▶ **Directions for this task**
Search the data for the word "below" and copy every line that contains it.
____ Given records
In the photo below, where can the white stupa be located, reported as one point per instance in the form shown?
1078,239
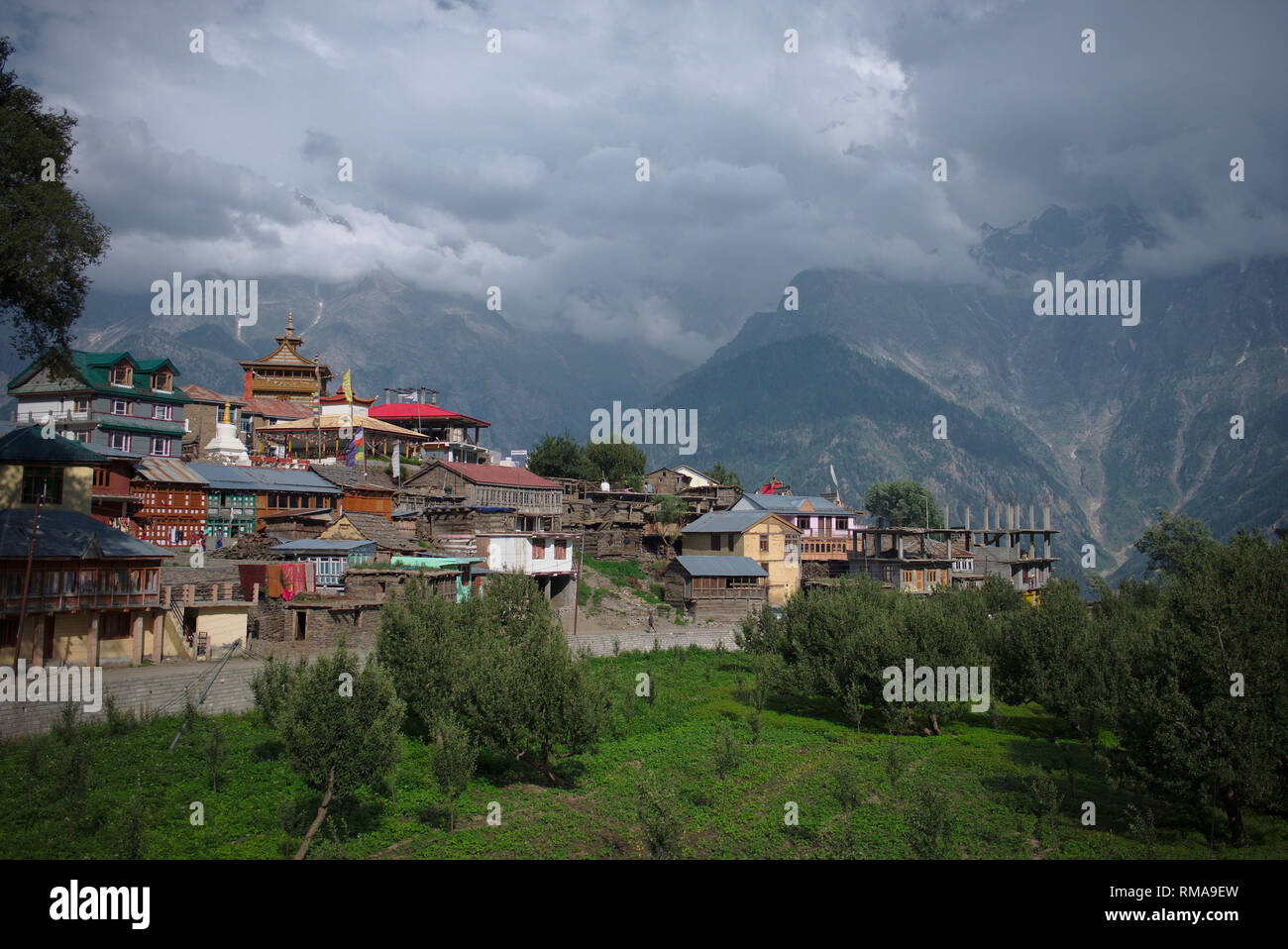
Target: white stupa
226,447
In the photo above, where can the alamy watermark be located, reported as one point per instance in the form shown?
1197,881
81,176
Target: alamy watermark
936,684
210,299
1078,297
81,684
645,426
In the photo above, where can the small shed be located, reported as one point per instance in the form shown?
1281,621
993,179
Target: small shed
715,587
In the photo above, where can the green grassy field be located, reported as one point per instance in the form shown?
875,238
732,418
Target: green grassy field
980,767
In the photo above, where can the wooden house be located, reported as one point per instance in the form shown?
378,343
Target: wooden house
715,587
763,537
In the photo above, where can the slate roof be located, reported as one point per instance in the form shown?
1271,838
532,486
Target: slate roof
68,536
728,523
26,446
344,476
240,477
310,545
497,475
419,411
200,393
376,528
167,472
713,566
791,503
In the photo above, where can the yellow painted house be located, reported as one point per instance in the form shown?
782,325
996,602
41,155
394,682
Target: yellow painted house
769,540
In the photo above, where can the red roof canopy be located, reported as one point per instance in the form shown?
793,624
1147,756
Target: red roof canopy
400,411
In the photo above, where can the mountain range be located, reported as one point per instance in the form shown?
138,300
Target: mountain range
1112,423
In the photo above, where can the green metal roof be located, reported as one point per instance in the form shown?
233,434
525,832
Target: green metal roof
154,426
94,371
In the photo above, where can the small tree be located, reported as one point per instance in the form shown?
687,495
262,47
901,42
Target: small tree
342,728
724,751
928,823
217,750
657,807
454,765
893,763
845,785
722,475
132,833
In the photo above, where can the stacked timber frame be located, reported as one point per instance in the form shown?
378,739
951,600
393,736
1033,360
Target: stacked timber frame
93,597
923,559
715,587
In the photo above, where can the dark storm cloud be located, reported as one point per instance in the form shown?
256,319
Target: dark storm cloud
518,168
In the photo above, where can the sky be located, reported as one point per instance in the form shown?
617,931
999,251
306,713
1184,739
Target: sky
518,167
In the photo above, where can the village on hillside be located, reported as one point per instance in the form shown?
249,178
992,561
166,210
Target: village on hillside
172,522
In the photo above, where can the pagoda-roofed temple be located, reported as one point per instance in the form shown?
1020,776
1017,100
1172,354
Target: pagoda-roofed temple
283,373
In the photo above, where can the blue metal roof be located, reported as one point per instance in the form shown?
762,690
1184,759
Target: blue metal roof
317,545
715,566
791,503
725,522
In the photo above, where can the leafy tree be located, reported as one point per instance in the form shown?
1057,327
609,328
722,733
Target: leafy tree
928,821
454,765
498,664
724,475
335,741
271,686
671,512
1175,544
217,750
617,462
657,810
48,233
561,456
1205,707
905,503
845,783
724,751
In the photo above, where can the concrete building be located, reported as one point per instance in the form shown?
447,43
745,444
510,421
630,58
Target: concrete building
108,399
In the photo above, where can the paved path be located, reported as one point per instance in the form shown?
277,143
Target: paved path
167,687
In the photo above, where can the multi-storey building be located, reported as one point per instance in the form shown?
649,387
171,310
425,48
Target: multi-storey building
108,399
763,537
91,597
283,373
170,502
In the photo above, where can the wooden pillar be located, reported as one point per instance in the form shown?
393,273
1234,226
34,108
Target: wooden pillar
91,643
137,638
38,648
158,636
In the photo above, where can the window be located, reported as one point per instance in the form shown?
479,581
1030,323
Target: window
44,483
114,626
8,632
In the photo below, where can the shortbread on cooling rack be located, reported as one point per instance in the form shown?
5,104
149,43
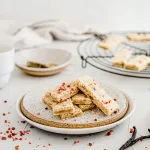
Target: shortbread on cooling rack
111,42
138,63
121,57
141,37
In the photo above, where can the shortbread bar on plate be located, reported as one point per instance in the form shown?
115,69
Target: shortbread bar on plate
81,99
87,107
64,91
138,63
111,42
100,98
121,57
138,37
65,106
78,112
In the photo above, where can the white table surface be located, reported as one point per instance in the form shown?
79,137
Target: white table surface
20,83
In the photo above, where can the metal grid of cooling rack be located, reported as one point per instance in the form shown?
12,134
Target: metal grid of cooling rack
91,54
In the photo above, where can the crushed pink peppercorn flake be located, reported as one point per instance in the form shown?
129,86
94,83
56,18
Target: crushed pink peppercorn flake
38,113
131,130
3,138
75,142
23,121
109,133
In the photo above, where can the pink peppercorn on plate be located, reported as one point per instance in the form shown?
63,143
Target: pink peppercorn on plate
32,109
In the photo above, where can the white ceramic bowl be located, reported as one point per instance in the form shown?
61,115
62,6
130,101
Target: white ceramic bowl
44,56
6,64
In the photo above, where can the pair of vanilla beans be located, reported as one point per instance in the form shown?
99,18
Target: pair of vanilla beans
132,140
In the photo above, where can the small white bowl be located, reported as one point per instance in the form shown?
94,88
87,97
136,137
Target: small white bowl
43,55
6,64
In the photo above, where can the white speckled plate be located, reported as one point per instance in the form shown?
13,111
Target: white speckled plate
32,103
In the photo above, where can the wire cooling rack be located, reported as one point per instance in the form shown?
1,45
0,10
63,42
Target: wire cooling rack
99,58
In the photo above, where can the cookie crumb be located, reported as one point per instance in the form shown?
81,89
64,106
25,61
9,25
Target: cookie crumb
90,144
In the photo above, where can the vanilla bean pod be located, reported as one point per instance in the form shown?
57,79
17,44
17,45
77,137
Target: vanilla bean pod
138,139
130,140
133,141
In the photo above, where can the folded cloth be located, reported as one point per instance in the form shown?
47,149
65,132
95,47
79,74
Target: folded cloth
44,32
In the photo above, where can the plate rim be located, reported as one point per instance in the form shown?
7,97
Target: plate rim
76,131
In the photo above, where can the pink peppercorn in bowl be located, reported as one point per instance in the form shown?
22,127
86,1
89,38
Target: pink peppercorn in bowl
59,57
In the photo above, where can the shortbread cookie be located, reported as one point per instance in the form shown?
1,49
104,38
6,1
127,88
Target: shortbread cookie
111,42
139,37
87,107
40,65
65,106
121,57
66,90
78,112
138,63
100,98
81,99
48,102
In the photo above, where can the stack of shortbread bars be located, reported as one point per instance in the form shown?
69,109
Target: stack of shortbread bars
72,99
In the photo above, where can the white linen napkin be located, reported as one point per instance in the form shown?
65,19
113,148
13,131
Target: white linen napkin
44,32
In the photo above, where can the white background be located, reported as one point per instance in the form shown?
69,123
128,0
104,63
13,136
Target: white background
107,14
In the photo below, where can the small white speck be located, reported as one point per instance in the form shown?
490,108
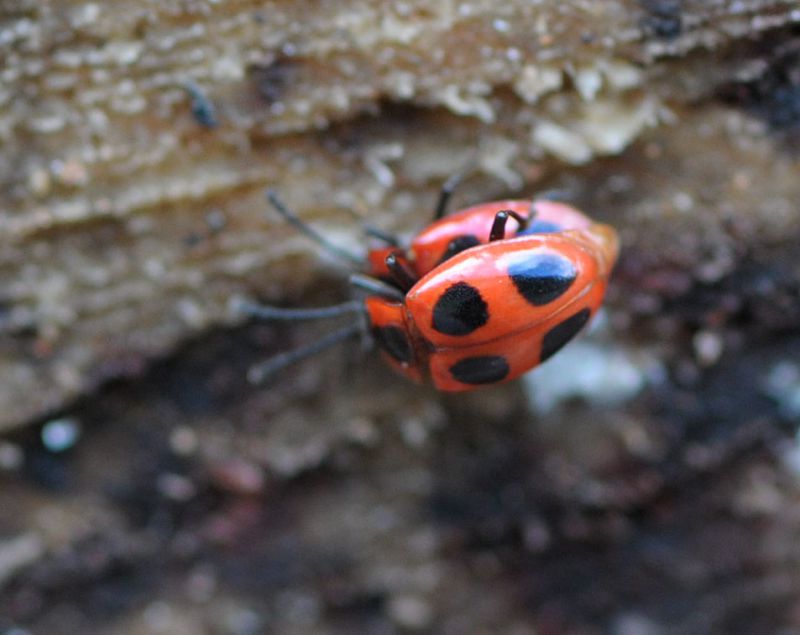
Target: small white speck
501,26
60,435
513,54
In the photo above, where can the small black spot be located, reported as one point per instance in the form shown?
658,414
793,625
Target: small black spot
459,244
663,17
460,310
203,109
487,369
393,340
540,227
272,81
542,277
562,333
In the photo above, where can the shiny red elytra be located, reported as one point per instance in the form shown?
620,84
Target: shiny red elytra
478,297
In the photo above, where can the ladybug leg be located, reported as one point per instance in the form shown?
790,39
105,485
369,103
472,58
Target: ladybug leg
444,195
266,312
498,231
376,287
400,272
270,367
295,221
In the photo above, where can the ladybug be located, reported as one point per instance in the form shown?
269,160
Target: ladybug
478,297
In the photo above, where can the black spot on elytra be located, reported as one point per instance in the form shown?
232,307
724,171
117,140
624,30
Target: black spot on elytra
486,369
460,310
457,245
560,334
273,80
542,277
394,341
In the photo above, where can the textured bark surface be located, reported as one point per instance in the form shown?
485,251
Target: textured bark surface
643,481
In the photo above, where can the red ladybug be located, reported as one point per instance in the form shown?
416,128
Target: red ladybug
478,297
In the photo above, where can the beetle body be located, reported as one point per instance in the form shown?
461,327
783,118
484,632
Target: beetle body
478,297
491,311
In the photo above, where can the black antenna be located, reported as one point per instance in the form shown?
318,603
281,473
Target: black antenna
266,312
498,231
268,368
295,221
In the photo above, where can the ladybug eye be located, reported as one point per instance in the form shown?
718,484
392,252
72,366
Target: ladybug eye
542,277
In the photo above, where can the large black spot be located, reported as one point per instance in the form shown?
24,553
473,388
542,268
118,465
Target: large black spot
486,369
393,340
542,277
457,245
460,310
562,333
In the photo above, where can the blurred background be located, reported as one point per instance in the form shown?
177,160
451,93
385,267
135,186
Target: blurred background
646,480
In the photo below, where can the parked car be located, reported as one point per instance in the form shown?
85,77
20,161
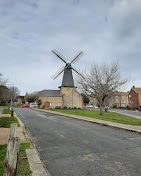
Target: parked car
107,108
33,105
25,106
89,106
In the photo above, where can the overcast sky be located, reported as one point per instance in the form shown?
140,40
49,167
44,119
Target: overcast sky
105,30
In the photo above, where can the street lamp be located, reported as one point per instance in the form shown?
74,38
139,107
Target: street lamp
11,96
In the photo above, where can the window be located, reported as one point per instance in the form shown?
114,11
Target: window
123,101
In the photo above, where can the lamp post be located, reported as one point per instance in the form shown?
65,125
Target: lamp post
11,96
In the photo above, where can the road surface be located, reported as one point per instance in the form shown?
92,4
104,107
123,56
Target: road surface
71,147
134,113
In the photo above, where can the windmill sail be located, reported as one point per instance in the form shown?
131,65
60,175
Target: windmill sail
68,76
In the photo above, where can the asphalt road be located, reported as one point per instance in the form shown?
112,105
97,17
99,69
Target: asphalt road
71,147
134,113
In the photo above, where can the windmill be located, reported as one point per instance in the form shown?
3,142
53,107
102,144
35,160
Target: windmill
67,69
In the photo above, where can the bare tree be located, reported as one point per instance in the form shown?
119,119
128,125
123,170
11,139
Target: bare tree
101,82
14,92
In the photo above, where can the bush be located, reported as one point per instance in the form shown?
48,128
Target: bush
57,107
39,102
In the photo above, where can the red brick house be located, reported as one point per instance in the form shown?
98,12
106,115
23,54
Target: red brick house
134,97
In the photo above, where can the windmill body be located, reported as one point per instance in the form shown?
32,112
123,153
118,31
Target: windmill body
67,78
71,98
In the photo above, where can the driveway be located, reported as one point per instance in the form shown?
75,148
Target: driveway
71,147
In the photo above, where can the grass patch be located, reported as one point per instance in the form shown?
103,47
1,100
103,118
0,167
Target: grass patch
23,168
6,111
3,149
5,122
108,116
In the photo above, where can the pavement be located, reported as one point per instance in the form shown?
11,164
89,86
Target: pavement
73,147
132,128
35,163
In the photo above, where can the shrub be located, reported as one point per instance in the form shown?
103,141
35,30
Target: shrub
39,102
57,107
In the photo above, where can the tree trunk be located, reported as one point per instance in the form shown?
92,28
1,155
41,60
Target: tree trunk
101,110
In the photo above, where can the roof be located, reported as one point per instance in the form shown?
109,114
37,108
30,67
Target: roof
49,93
121,93
67,78
137,89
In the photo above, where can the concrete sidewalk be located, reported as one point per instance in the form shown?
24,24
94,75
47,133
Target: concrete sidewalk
35,163
132,128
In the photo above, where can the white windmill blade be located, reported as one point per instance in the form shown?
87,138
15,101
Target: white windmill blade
59,55
81,53
58,73
80,74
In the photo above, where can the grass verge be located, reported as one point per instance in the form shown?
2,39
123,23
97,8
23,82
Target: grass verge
108,116
3,149
6,111
23,168
5,122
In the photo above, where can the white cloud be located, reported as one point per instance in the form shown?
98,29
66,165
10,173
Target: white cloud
29,30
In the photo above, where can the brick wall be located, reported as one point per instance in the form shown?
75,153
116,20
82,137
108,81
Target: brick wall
133,99
55,101
71,98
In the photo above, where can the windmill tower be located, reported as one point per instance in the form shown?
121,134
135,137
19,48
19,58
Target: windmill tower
71,98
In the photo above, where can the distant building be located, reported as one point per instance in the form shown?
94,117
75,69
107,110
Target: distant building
92,100
135,97
120,99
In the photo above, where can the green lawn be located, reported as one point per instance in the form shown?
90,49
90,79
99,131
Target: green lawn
3,149
108,116
5,122
6,111
23,168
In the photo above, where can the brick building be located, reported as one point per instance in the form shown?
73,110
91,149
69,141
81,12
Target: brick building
134,97
66,96
120,99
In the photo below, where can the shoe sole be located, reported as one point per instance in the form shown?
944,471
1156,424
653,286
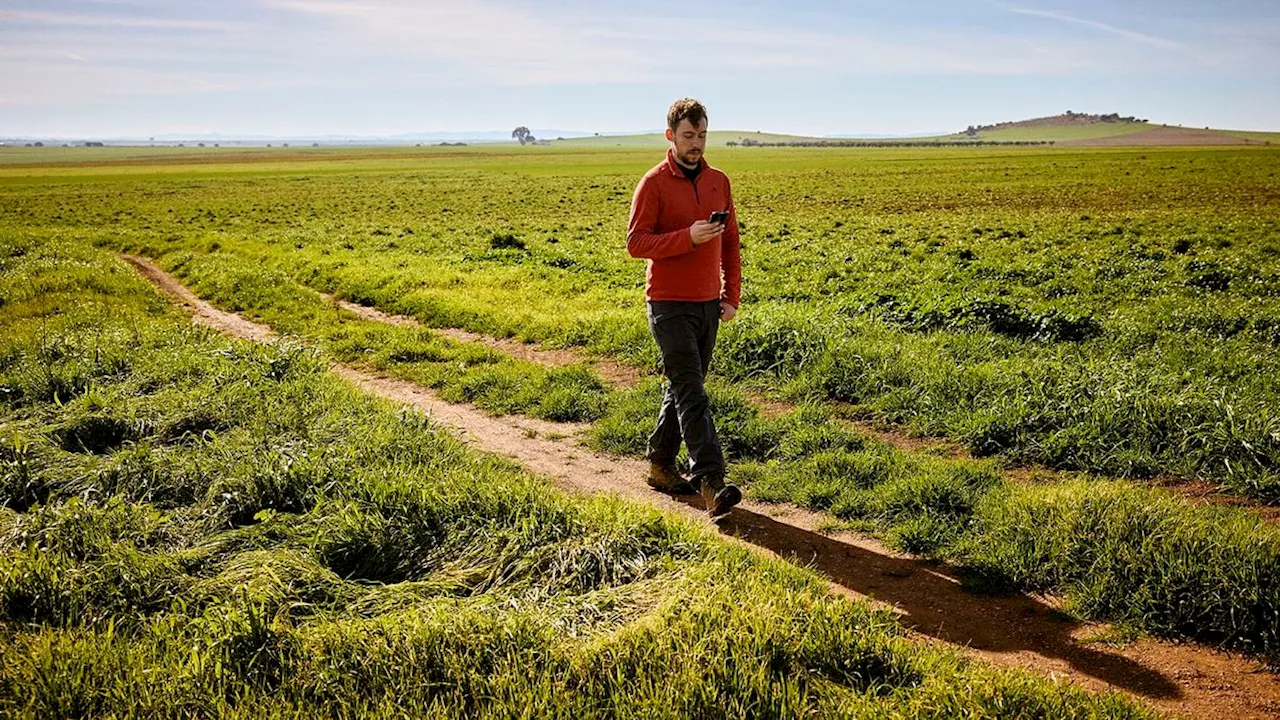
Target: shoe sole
676,490
725,501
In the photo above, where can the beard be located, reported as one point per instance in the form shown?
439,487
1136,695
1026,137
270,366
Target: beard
689,158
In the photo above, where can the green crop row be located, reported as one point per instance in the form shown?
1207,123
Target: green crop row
192,525
1139,556
1109,311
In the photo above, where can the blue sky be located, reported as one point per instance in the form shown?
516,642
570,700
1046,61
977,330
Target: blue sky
101,68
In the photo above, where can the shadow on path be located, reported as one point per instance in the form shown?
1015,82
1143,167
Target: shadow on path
932,602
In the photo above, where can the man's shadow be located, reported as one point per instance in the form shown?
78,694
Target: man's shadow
932,601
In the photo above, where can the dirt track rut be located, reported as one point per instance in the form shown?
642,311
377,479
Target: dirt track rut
1023,632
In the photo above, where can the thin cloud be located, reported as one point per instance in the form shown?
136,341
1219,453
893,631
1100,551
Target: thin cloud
36,17
1096,24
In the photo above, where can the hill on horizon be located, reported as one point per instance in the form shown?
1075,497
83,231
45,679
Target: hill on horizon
1069,128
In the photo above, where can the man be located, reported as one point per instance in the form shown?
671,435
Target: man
693,283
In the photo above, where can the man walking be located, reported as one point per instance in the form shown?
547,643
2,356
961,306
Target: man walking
682,220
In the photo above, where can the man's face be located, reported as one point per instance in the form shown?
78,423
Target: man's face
689,141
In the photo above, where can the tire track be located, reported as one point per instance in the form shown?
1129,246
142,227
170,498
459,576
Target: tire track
1024,632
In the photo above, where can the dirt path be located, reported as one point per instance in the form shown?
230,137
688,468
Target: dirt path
1197,492
1023,632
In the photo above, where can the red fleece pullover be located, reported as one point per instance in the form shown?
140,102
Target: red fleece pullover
664,205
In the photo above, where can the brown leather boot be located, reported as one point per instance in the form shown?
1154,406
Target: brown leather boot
718,497
667,479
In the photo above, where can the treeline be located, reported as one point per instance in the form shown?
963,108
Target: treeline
749,142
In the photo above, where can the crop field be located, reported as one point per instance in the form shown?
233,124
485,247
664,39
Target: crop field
234,518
________
▶ **The completed task**
In the photo below, where can the white stupa be located, reported as one point per instance in the form shown?
In the photo below, where can the shortbread on cooling rack be located, reported as one point per instance in the form shown?
In the photo below, where can the small white speck be located, reported as one point per instance in the form shown?
In the photo below, where can the parked car be located, reported as one point per instance in the form shown?
In the photo below, where can the shoe sole be located, reported as one point per instance in the form shown?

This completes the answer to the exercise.